=== Given request 1 ===
Please retype the stretch of the interview excerpt from "Bill:I guess my" through "thought on MVP?".

=== Text passage ===
_____

Bill: It is here to stay and if you are not looking at using it for part of your integration strategy then you are doing your company and or clients a big disservice.  I believe that 2016 will be a big year for Integration with BizTalk 2016 and Logic Apps.

Mahesh: What motivates you to do the community work?
Bill:I guess my background as a trainer, makes me eager to help people learn about technology, I was involved in the Melbourne .Net User group when .Net 1.0 was still in beta and have been eager to help people continue in the .Net, Azure and BizTalk learning with all the new releases.  I have also always had employers that were very supportive of my community work.

Mahesh: Being MVP, do you feel that responsibilities get added?
Bill: Yes, I do, I think the nature of an MVP is someone that is eager to help other with their chosen technology.  And that MVP need to be leaders in both their local communities and in the wider country and world communities, so for most MVP spare time is something that we all can remember having before we became MVPs.

Mahesh: What is your thought on MVP?

_____

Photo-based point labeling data
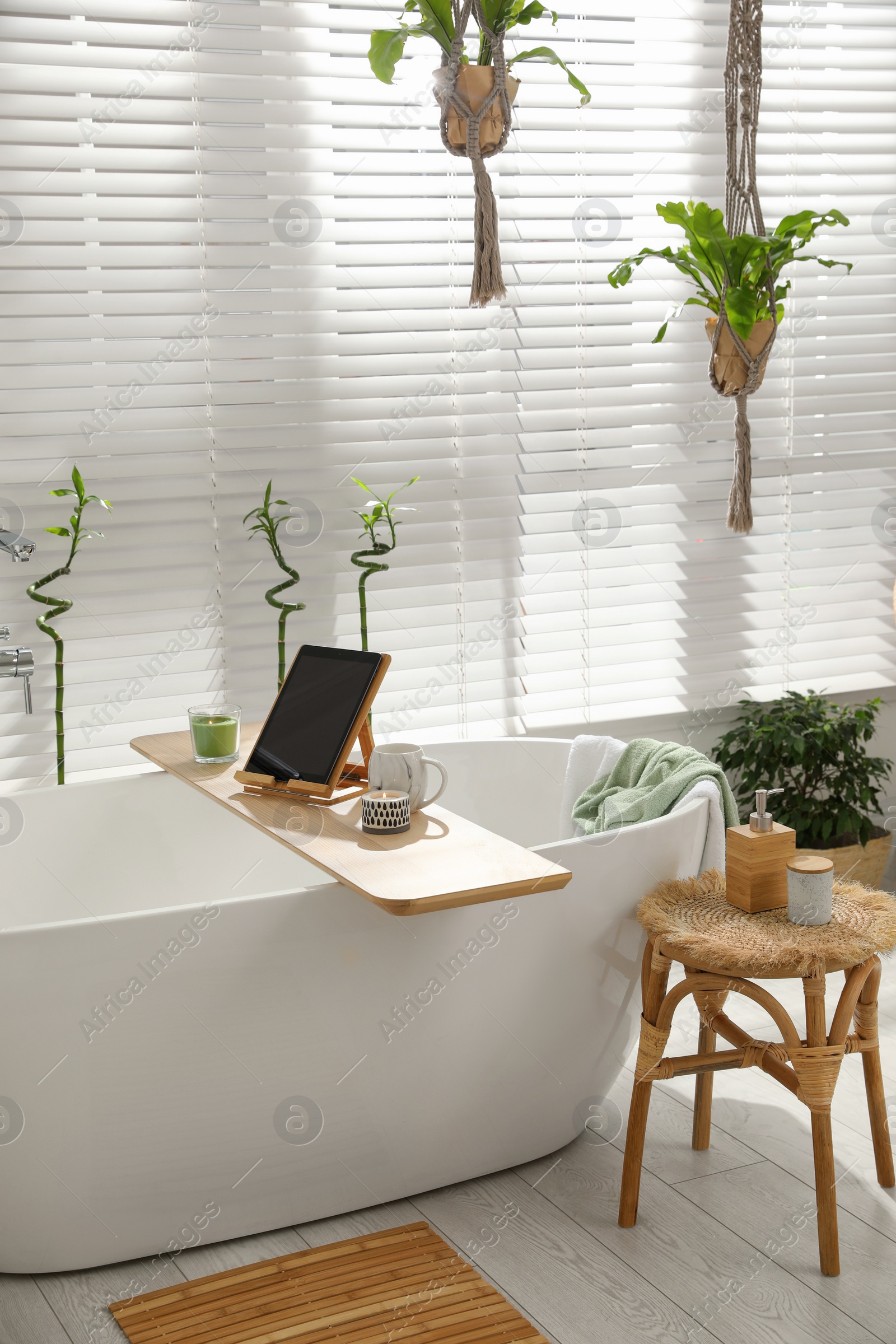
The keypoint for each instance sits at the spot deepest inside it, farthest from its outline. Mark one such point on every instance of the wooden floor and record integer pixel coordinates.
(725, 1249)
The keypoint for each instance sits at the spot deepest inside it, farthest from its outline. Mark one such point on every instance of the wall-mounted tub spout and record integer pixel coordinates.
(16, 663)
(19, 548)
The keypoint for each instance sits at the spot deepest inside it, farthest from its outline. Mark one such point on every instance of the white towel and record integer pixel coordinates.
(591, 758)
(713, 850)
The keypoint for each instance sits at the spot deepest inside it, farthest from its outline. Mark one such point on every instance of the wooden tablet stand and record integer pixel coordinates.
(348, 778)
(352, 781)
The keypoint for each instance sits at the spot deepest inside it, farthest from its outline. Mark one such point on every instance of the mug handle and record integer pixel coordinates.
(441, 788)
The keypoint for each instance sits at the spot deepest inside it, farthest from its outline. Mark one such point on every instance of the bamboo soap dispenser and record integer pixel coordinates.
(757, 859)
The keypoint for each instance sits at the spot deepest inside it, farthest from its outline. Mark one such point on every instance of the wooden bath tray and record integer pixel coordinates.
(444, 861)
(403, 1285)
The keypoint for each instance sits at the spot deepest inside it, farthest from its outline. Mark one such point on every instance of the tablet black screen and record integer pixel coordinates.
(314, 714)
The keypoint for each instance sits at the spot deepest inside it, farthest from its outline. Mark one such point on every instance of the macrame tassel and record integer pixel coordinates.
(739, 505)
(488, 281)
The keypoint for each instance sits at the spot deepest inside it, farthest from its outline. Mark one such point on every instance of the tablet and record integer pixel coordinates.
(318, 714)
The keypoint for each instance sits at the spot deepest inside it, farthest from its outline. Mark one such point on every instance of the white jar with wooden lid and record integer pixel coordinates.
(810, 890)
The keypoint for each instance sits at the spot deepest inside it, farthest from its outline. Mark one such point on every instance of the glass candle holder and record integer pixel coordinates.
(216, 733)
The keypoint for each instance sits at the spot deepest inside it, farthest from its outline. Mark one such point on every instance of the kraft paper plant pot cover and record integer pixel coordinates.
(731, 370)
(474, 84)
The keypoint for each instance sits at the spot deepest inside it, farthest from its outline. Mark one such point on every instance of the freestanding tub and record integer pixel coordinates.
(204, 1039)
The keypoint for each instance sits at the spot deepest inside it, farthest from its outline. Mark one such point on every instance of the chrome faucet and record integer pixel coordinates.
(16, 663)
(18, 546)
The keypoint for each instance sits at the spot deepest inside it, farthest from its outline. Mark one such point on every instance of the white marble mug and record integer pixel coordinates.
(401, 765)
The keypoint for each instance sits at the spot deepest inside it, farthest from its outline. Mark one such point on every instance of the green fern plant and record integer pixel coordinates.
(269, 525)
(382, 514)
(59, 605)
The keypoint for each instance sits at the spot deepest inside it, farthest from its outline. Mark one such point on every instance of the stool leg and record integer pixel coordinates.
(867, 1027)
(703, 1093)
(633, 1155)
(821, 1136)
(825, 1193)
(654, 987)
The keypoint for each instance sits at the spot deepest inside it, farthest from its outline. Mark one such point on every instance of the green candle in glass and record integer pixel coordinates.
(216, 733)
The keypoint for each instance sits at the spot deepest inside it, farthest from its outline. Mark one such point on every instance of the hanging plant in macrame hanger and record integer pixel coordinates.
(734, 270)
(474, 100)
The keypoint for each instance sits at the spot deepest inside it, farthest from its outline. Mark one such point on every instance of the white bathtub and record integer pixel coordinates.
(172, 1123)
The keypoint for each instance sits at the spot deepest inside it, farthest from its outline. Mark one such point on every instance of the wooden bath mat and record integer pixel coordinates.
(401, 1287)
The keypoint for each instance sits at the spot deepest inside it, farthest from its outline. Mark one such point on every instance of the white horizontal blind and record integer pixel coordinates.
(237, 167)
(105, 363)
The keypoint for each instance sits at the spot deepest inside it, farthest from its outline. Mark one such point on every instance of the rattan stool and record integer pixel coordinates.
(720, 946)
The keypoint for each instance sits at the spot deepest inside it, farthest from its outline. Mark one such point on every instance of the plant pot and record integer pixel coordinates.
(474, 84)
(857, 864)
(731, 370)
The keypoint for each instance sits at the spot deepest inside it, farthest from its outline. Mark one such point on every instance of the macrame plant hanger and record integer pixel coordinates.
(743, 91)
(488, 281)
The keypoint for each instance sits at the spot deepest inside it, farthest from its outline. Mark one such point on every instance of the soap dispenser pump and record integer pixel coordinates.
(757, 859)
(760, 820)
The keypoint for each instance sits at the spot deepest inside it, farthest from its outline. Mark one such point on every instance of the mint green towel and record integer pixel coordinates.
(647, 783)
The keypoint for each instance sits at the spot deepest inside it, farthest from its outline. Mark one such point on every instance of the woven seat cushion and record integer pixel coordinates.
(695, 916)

_____

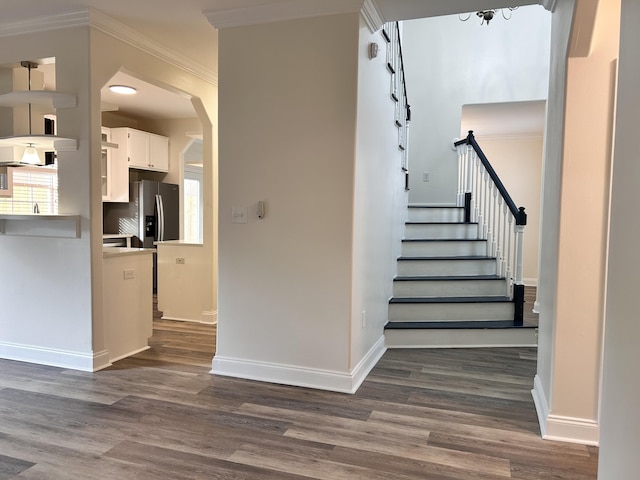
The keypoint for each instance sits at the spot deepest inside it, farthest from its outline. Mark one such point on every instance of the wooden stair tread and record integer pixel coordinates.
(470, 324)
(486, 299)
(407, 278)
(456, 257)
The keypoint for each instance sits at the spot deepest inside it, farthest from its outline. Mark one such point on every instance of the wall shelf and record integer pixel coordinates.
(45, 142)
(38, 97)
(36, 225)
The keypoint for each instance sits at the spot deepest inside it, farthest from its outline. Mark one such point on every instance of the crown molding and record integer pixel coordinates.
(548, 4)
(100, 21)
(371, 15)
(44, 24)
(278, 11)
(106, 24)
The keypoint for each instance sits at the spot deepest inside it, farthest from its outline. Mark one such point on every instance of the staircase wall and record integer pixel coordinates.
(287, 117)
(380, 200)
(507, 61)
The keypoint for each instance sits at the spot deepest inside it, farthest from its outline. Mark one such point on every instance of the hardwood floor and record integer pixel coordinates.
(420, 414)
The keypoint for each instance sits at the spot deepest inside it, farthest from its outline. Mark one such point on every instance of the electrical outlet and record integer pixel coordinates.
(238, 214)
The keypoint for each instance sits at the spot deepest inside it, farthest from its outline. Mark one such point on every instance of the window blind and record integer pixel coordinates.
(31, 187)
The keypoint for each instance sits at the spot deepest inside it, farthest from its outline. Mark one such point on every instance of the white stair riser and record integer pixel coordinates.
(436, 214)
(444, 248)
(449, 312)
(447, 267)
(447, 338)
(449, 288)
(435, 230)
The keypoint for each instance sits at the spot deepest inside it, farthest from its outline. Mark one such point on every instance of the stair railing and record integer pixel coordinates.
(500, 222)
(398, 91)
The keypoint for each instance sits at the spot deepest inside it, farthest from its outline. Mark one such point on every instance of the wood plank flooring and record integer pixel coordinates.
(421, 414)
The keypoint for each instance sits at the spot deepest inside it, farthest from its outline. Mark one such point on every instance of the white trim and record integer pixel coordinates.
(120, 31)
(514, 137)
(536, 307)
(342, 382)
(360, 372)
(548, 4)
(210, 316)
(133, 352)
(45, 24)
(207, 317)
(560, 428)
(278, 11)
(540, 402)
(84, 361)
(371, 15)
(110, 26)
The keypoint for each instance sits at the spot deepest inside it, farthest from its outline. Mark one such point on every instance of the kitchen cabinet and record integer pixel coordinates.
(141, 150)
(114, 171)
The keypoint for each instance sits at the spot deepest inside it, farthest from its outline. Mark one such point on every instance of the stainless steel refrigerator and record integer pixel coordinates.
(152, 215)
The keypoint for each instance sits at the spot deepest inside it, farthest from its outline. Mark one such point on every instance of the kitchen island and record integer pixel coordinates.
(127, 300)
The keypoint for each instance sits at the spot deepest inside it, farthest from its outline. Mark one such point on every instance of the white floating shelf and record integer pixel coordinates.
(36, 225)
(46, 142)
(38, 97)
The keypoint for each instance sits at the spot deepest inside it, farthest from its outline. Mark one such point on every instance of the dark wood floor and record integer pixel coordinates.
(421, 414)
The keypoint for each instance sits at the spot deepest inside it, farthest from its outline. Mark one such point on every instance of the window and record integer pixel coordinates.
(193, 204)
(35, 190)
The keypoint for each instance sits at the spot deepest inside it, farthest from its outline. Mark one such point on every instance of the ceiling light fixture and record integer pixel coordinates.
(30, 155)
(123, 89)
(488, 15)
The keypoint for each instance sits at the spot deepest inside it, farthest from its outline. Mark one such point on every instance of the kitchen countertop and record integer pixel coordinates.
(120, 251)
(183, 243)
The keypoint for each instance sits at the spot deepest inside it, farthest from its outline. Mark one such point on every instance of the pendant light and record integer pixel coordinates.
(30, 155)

_____

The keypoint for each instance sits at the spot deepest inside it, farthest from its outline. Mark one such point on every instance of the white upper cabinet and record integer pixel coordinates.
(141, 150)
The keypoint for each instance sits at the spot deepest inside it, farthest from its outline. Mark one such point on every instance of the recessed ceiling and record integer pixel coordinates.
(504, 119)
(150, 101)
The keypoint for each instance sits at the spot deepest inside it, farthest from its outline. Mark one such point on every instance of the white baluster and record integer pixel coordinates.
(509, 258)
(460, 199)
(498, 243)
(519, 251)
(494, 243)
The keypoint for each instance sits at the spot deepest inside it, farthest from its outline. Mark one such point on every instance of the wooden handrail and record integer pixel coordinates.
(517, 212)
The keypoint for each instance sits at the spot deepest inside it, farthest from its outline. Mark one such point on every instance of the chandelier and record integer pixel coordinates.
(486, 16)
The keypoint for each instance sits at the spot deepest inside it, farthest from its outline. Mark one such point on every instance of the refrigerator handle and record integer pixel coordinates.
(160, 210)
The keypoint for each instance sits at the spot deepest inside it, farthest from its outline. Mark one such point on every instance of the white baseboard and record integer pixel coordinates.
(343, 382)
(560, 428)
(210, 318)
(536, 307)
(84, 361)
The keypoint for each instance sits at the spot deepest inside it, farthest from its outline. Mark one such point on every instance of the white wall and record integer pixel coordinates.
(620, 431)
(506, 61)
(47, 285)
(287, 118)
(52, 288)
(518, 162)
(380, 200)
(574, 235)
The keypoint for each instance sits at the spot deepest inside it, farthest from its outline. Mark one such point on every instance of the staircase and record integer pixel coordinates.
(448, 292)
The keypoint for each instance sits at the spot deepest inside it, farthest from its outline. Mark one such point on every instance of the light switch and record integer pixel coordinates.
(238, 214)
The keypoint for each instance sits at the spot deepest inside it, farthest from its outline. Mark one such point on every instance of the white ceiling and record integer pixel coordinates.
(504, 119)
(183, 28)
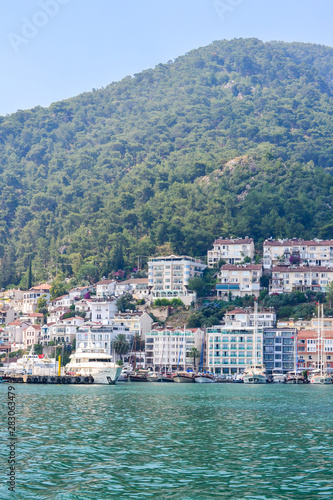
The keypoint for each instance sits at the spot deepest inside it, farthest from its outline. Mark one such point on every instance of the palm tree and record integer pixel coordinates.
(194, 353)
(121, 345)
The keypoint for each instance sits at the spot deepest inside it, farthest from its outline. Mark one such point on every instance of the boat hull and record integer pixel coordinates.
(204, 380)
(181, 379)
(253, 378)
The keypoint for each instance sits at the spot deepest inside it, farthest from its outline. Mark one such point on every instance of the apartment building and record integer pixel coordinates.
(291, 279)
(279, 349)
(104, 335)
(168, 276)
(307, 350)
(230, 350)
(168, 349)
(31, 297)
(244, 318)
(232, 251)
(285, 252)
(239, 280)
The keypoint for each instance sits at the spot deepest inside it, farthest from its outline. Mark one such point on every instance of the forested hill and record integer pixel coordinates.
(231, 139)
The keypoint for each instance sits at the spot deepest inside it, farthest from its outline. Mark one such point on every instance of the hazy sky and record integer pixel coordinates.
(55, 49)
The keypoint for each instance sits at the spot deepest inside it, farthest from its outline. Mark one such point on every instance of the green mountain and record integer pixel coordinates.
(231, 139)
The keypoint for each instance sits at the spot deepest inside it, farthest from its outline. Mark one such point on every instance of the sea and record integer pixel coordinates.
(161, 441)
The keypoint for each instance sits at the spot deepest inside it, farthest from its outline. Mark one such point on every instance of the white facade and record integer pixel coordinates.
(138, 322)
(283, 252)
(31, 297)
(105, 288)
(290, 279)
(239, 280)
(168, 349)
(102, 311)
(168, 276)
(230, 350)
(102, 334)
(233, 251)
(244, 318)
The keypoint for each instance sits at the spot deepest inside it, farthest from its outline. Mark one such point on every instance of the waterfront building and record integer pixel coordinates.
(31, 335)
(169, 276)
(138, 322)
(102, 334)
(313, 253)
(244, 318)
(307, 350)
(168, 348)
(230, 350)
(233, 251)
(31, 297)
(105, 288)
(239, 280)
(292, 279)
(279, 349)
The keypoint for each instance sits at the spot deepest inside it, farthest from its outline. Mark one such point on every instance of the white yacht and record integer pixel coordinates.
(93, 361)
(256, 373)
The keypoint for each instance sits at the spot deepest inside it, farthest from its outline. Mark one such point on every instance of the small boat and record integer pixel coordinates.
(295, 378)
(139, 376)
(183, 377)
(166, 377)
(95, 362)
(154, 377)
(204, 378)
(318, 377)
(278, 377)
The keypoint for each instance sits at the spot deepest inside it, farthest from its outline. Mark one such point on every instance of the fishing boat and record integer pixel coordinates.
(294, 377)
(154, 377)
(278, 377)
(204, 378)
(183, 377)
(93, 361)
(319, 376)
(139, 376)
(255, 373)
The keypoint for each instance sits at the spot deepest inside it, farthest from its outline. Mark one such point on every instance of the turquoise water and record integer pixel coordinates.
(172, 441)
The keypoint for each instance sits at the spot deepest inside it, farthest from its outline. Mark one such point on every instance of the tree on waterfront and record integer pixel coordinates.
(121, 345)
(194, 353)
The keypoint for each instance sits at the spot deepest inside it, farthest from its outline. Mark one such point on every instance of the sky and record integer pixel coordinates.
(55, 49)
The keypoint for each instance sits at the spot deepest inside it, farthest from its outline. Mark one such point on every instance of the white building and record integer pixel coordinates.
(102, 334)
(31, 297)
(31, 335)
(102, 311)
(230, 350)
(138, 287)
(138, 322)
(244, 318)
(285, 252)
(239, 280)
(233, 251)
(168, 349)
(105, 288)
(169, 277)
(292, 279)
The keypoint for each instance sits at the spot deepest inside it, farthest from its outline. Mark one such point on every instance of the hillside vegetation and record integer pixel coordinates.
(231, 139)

_____

=== Given request 2 ===
Echo the stretch of the entries from the line containing "faucet and record integer pixel coordinates." through the line containing "(172, 1123)".

=== Task output 1 ===
Bill:I guess my background as a trainer, makes me eager to help people learn about technology, I was involved in the Melbourne .Net User group when .Net 1.0 was still in beta and have been eager to help people continue in the .Net, Azure and BizTalk learning with all the new releases.  I have also always had employers that were very supportive of my community work.

Mahesh: Being MVP, do you feel that responsibilities get added?
Bill: Yes, I do, I think the nature of an MVP is someone that is eager to help other with their chosen technology.  And that MVP need to be leaders in both their local communities and in the wider country and world communities, so for most MVP spare time is something that we all can remember having before we became MVPs.

Mahesh: What is your thought on MVP?

=== Task output 2 ===
The keypoint for each instance sits at the spot deepest inside it, farthest from its outline. Mark one such point on every instance of the chrome faucet and record integer pixel coordinates.
(16, 663)
(18, 546)
The keypoint for each instance sits at the spot deepest inside it, farthest from its outline. Mark one such point on every instance of the white marble mug and record integer pixel coordinates.
(401, 765)
The keypoint for each instance sits at the spot deepest inside it, farthest from its outline. Mark one such point on every instance of the green fern plant and record integer pixel coordinates.
(269, 525)
(382, 514)
(59, 605)
The keypoint for each instance sits at the spot deepest inside it, farthest from its outline. Mark one such point on every instance of the stool leg and record integer pixel coordinates.
(867, 1027)
(703, 1093)
(633, 1155)
(821, 1136)
(825, 1193)
(654, 987)
The keypoint for each instance sits at the spot deepest inside it, farthest from its outline. Mark one such point on every instance of the green candle in glass and record integer pixel coordinates.
(216, 733)
The keypoint for each instance sits at the spot deepest inside it, farthest from its outline. Mark one such point on every instance of the hanging plant in macrame hanger and record integer pixel coordinates.
(734, 270)
(474, 100)
The keypoint for each instance sits at the spot deepest inside it, farthest from its outline. Mark one such point on every instance of the white bathtub and record integer pixel coordinates.
(172, 1123)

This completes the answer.